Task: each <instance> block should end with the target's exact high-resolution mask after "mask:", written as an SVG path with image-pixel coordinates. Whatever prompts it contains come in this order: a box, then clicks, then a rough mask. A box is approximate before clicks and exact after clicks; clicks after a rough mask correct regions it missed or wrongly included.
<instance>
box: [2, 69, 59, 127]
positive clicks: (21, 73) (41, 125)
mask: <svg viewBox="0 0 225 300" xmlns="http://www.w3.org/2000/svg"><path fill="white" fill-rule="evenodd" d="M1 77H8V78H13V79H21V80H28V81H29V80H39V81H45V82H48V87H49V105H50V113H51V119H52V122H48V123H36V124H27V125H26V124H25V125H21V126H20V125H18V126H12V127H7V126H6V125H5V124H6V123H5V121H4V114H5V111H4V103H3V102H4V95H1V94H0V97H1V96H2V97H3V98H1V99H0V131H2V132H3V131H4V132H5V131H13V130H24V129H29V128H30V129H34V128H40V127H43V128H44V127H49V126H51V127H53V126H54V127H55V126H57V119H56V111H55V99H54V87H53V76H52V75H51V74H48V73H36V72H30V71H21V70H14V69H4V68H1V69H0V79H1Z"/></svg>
·····
§ Task: Give back the complete data exactly as supplied.

§ Answer to this task:
Task: each <instance> block should end with the target's exact high-resolution mask after "mask:", written as an SVG path with image-pixel coordinates. Whatever prompts it contains come in this order: a box, then clicks, then a rough mask. A box is approximate before clicks and exact after clicks; clicks after a rough mask correct regions it missed or wrongly included.
<instance>
box: [2, 69, 59, 127]
positive clicks: (21, 73) (41, 125)
mask: <svg viewBox="0 0 225 300" xmlns="http://www.w3.org/2000/svg"><path fill="white" fill-rule="evenodd" d="M1 77H8V78H13V79H21V80H28V81H29V80H39V81H45V82H48V87H49V105H50V113H51V119H52V122H48V123H36V124H27V125H26V124H25V125H21V126H20V125H18V126H12V127H7V126H6V125H5V124H6V123H5V121H4V114H5V111H4V103H3V102H4V95H1V94H0V97H1V96H2V97H3V98H1V99H0V131H2V132H3V131H4V132H5V131H13V130H24V129H29V128H30V129H34V128H40V127H43V128H44V127H49V126H51V127H53V126H54V127H55V126H57V119H56V111H55V99H54V87H53V76H52V75H51V74H48V73H36V72H30V71H21V70H14V69H4V68H1V69H0V79H1Z"/></svg>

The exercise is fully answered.